TASK INPUTS:
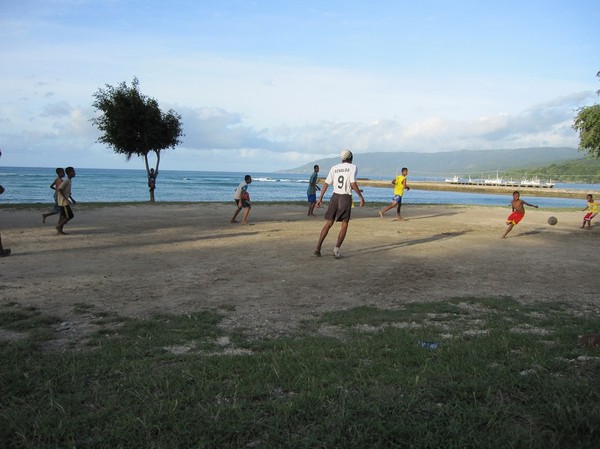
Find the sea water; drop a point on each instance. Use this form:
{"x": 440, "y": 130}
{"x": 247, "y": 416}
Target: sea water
{"x": 27, "y": 185}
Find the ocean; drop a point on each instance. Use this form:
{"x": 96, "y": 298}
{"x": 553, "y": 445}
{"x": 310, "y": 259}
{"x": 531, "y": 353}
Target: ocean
{"x": 30, "y": 185}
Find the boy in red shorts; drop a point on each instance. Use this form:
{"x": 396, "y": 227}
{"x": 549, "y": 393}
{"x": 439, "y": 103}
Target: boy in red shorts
{"x": 518, "y": 212}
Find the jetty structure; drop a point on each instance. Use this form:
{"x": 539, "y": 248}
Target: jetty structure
{"x": 499, "y": 182}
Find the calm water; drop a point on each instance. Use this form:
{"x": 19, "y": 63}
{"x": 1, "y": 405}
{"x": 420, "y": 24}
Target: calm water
{"x": 31, "y": 185}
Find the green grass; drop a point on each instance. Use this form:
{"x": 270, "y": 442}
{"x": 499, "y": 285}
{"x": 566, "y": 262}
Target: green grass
{"x": 505, "y": 375}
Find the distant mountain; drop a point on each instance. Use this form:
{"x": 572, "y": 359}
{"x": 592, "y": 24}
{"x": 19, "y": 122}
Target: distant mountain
{"x": 447, "y": 163}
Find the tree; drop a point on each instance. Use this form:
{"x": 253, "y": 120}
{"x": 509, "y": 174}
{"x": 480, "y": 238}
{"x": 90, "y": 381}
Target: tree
{"x": 133, "y": 124}
{"x": 587, "y": 123}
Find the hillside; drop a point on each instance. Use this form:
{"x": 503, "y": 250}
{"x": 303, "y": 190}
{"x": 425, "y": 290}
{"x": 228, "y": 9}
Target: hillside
{"x": 586, "y": 170}
{"x": 449, "y": 163}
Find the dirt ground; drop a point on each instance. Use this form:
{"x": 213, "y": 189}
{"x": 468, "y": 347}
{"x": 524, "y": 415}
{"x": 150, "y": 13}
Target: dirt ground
{"x": 139, "y": 260}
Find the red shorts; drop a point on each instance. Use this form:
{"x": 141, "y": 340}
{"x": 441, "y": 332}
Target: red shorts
{"x": 515, "y": 217}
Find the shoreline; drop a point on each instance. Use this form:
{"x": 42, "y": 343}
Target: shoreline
{"x": 447, "y": 187}
{"x": 142, "y": 259}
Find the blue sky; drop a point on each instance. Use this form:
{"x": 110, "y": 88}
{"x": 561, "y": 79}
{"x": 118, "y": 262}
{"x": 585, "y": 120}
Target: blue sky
{"x": 268, "y": 85}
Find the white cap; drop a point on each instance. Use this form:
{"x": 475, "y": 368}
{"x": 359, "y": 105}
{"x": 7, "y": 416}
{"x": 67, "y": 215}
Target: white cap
{"x": 345, "y": 155}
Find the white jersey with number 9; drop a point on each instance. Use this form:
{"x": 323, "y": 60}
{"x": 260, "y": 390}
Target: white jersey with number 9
{"x": 341, "y": 177}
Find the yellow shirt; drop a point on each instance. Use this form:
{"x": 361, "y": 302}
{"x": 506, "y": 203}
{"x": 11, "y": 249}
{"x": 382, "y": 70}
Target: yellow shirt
{"x": 399, "y": 186}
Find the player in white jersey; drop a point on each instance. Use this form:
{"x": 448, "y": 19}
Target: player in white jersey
{"x": 343, "y": 178}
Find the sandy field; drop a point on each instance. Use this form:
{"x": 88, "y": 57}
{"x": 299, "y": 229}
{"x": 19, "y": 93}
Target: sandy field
{"x": 145, "y": 259}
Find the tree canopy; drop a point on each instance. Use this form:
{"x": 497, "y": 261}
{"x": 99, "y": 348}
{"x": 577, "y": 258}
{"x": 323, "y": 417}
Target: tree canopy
{"x": 587, "y": 123}
{"x": 133, "y": 124}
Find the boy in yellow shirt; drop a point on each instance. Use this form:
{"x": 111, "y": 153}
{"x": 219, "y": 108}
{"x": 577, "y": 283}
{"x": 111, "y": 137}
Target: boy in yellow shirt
{"x": 399, "y": 188}
{"x": 592, "y": 208}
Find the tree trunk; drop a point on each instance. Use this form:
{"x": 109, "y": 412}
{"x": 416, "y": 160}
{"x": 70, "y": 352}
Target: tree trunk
{"x": 152, "y": 177}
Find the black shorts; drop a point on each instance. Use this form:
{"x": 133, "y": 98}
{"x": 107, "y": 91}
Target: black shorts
{"x": 244, "y": 204}
{"x": 340, "y": 208}
{"x": 66, "y": 212}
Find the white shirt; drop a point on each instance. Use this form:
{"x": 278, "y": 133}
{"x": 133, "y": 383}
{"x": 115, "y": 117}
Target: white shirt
{"x": 341, "y": 177}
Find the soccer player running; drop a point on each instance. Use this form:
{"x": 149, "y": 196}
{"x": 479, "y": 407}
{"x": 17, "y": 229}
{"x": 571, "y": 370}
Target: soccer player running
{"x": 343, "y": 178}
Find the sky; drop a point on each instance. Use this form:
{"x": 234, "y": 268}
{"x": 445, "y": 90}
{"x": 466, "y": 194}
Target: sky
{"x": 275, "y": 84}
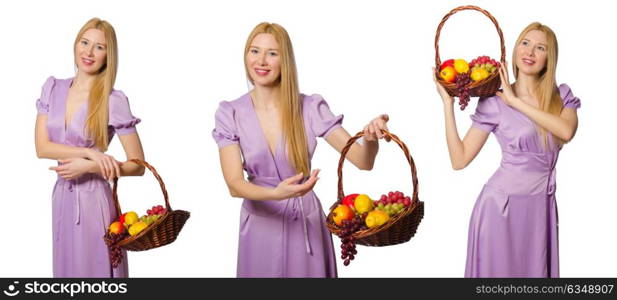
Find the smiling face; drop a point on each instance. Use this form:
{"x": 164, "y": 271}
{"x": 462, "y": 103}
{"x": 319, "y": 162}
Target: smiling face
{"x": 263, "y": 60}
{"x": 91, "y": 52}
{"x": 532, "y": 53}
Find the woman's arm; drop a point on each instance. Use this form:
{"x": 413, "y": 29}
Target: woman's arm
{"x": 231, "y": 165}
{"x": 462, "y": 152}
{"x": 133, "y": 149}
{"x": 361, "y": 156}
{"x": 50, "y": 150}
{"x": 563, "y": 126}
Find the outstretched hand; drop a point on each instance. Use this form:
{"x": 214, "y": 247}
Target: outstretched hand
{"x": 373, "y": 130}
{"x": 290, "y": 187}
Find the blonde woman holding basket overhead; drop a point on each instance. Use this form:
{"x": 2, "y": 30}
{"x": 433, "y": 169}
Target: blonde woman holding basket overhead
{"x": 513, "y": 230}
{"x": 271, "y": 133}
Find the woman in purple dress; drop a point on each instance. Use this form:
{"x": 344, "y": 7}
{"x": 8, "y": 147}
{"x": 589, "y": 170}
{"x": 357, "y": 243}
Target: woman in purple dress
{"x": 513, "y": 228}
{"x": 271, "y": 133}
{"x": 77, "y": 118}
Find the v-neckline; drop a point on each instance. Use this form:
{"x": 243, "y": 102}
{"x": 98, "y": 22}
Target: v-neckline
{"x": 78, "y": 109}
{"x": 274, "y": 151}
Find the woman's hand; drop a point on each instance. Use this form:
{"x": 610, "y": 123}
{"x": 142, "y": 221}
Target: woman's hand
{"x": 508, "y": 94}
{"x": 72, "y": 168}
{"x": 290, "y": 187}
{"x": 373, "y": 130}
{"x": 110, "y": 167}
{"x": 445, "y": 97}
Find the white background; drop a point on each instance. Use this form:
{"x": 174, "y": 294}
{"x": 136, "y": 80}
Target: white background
{"x": 178, "y": 61}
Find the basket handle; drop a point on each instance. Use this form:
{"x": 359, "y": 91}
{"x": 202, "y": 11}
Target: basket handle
{"x": 394, "y": 138}
{"x": 468, "y": 7}
{"x": 154, "y": 172}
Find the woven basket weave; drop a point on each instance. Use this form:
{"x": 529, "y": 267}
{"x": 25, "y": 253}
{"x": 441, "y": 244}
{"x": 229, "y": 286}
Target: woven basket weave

YOUR TASK: Each line carrying the string "woven" should be copied out from the entries.

RESPONSE FOR THIS EXERCISE:
Find the woven basket weave; drop a point on each instance. Use this form:
Target: woven basket weave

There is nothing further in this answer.